> _Instruction_
Convert the lines from the one containing "target | shrub" through the end of the rows into a JSON list of strings, one string per line, with blank lines omitted.

> _Dataset records_
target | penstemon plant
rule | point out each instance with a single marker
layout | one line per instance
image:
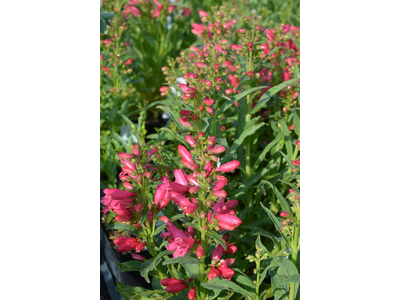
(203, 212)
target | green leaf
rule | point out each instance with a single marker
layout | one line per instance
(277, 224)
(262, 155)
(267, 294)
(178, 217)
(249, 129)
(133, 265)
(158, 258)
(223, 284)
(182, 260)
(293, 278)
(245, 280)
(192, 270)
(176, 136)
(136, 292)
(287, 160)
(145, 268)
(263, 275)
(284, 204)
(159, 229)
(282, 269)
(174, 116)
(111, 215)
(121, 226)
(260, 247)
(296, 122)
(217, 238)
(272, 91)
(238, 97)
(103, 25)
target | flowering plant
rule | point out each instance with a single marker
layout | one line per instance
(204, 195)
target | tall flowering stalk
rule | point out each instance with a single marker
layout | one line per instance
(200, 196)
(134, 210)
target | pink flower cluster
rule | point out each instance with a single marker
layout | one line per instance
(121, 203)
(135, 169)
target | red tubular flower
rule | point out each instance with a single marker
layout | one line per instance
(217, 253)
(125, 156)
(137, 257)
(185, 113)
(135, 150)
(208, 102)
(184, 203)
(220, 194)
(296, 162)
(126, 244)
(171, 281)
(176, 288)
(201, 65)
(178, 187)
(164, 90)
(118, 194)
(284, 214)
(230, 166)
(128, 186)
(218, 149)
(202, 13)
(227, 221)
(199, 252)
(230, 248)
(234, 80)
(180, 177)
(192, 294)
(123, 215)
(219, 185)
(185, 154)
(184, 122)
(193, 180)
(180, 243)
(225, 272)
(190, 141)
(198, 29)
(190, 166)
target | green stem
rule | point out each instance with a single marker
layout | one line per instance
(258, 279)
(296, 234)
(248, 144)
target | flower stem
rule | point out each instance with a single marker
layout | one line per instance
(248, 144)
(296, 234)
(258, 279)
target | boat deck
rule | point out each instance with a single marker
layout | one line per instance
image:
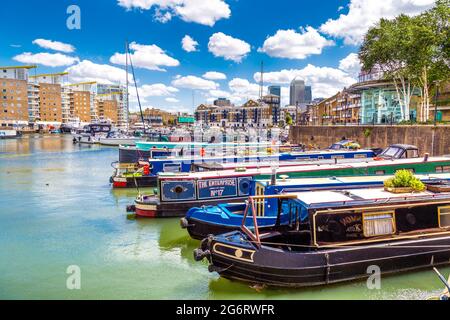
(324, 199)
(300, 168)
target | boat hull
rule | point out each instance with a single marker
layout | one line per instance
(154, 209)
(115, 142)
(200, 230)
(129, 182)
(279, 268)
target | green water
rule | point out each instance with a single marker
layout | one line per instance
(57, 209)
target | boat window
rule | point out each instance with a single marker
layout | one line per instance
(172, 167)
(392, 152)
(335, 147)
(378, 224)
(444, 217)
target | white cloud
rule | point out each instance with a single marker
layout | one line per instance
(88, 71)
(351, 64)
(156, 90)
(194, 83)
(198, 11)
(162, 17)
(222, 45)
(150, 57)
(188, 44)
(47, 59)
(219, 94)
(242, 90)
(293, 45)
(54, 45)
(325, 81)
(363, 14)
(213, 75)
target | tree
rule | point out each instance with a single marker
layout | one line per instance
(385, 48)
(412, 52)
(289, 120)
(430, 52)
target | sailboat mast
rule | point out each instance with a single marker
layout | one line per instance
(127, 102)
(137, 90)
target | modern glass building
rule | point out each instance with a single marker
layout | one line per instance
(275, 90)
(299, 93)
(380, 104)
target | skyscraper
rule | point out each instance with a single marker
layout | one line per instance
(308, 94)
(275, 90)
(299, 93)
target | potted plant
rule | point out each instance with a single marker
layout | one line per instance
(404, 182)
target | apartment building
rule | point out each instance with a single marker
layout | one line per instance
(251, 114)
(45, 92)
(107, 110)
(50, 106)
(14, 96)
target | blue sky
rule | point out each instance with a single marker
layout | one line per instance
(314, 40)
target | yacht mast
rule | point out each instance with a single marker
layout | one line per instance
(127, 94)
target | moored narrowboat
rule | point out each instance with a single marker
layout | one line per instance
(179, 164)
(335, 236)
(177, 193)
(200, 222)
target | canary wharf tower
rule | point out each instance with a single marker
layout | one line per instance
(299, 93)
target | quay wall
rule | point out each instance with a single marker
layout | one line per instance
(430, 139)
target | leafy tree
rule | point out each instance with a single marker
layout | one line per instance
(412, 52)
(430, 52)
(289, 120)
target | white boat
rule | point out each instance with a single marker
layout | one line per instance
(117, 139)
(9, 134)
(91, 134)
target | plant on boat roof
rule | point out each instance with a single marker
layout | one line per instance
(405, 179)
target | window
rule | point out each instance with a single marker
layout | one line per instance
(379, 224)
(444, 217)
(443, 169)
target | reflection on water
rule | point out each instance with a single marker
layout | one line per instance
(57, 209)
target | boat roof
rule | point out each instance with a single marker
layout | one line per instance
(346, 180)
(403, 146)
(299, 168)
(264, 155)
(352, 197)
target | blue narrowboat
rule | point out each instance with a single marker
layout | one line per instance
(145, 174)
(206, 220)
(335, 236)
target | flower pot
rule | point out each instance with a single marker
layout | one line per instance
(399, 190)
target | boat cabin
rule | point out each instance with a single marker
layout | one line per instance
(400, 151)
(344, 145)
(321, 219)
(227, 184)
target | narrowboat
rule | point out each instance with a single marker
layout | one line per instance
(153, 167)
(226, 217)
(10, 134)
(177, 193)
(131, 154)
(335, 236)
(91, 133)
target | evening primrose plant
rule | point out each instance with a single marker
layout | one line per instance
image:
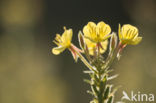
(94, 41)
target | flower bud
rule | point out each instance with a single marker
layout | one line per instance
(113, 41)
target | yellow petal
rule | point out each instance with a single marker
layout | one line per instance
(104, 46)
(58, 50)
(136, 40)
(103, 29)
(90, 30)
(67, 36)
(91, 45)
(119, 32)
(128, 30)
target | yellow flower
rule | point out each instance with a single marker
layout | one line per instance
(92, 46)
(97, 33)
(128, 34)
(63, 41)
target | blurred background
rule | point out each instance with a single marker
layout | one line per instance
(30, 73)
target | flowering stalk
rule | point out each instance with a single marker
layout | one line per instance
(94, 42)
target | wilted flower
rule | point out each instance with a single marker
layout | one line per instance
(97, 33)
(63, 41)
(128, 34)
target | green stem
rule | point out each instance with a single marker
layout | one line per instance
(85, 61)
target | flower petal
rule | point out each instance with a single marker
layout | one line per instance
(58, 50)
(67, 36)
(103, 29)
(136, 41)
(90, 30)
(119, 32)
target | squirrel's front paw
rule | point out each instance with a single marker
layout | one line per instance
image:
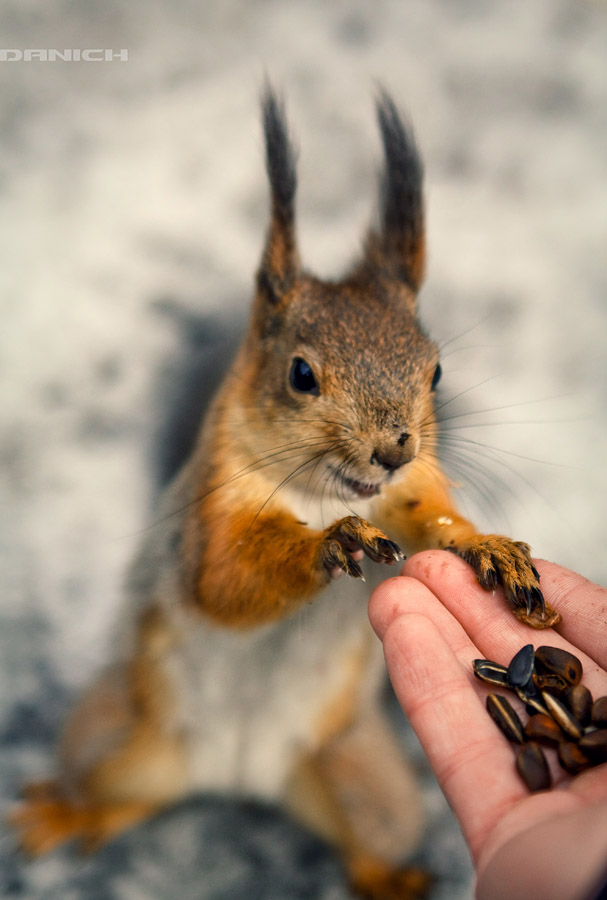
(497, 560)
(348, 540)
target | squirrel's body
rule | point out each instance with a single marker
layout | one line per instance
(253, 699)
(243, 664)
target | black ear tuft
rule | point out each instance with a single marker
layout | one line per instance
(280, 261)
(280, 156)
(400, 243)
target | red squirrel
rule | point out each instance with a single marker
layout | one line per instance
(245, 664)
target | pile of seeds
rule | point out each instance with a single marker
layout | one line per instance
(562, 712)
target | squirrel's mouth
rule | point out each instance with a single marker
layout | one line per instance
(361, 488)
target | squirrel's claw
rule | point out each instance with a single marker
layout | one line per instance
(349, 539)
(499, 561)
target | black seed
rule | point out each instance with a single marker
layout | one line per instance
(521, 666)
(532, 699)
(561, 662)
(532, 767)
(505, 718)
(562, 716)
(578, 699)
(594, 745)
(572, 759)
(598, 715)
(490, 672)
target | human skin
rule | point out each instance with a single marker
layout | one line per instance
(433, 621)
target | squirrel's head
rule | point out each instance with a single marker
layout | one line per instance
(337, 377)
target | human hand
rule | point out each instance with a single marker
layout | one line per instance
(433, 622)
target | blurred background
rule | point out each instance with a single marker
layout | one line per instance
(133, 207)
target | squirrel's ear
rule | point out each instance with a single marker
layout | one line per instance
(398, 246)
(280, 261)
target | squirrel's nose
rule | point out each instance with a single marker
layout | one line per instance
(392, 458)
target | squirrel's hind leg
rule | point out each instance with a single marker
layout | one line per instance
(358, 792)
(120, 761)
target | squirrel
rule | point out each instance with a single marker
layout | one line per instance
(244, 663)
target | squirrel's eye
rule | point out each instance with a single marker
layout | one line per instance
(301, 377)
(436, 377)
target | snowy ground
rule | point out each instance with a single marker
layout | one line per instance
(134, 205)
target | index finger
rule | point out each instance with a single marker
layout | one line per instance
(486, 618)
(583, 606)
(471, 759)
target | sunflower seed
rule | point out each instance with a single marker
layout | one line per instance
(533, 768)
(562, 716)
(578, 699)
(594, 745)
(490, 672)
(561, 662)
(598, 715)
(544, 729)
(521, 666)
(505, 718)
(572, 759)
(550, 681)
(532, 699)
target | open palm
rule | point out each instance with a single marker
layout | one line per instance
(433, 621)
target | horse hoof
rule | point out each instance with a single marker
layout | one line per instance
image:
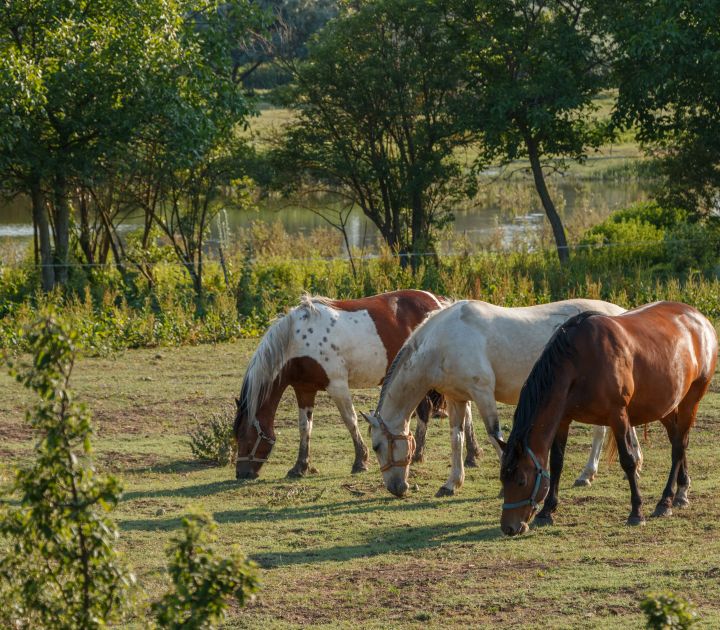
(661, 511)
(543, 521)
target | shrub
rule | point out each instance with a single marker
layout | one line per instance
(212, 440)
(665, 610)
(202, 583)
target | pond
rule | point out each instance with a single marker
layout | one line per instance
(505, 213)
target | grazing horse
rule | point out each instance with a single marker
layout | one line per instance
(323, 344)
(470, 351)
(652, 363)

> _Task output_
[
  "target | shrub",
  "rule | point out each instance with a single marker",
  "layout | one line per instance",
  "(212, 440)",
  "(665, 610)",
  "(202, 583)",
  "target | pond",
  "rule | point out each instance with a single marker",
  "layout | one line per instance",
  "(505, 213)",
  "target | grazing horse",
  "rule | point out each instance with a single marker",
  "layout | one line per instance",
  "(323, 344)",
  "(470, 351)",
  "(652, 363)"
]